+++ Extracted data +++

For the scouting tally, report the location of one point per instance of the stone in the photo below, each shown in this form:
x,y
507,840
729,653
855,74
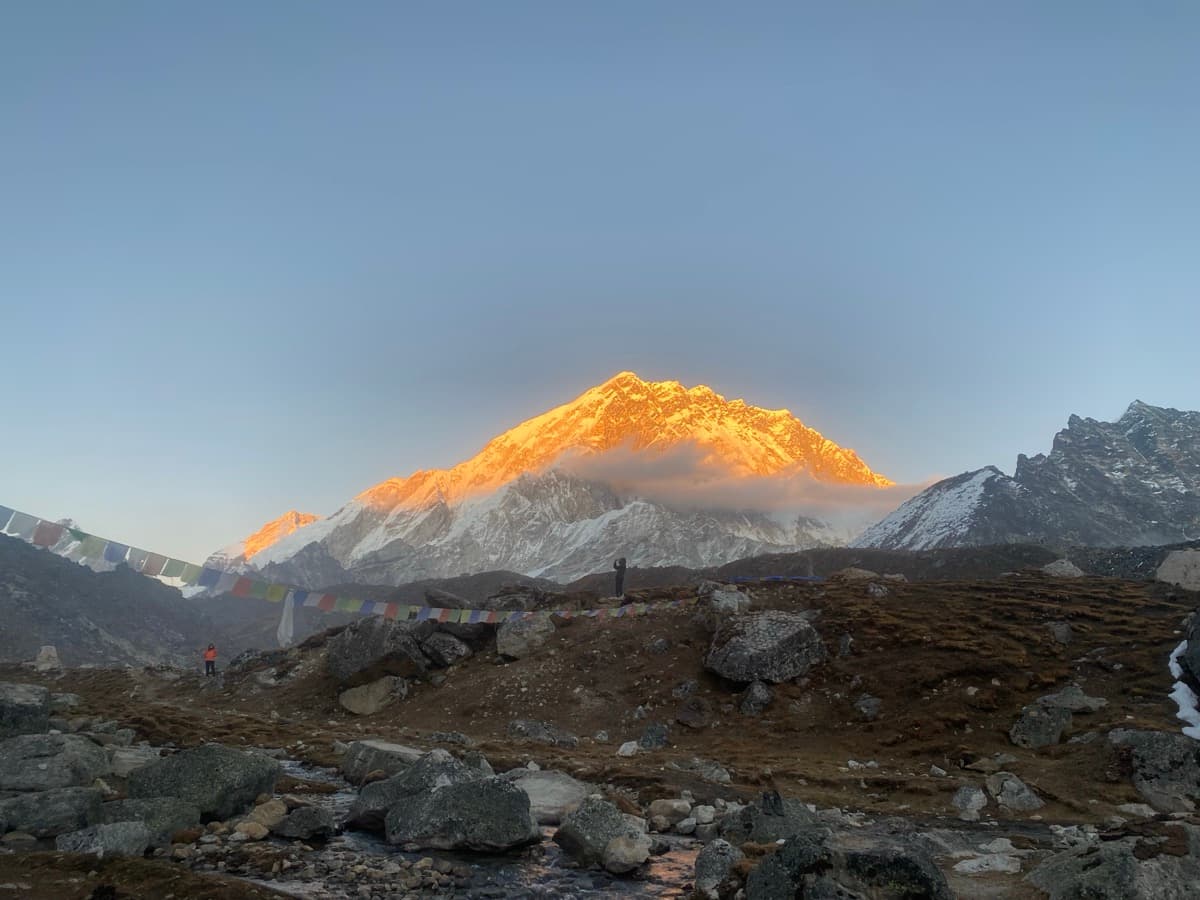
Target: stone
x,y
220,781
24,709
714,864
1072,697
125,760
486,815
163,816
755,699
437,768
522,637
365,756
772,646
1062,569
541,733
1013,793
445,649
47,814
869,707
1165,767
586,833
118,839
552,795
969,801
47,659
42,762
306,823
1039,726
654,737
375,646
372,697
625,852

+++

● **What you are asked to do**
Please output every line of the listing above unchanged, leaving out the pictures.

● **Output for this exercise**
For the scouting tally, report the location of one point per instance of the stone in the photo below, each shown in this form:
x,y
507,840
729,653
855,74
Target: stone
x,y
220,781
24,709
714,864
1072,697
125,760
486,815
163,816
755,699
437,768
522,637
365,756
772,646
1062,569
541,733
1013,793
445,649
47,814
869,707
1165,767
586,833
118,839
552,795
969,801
47,659
42,762
306,823
1039,726
654,737
375,646
372,697
625,852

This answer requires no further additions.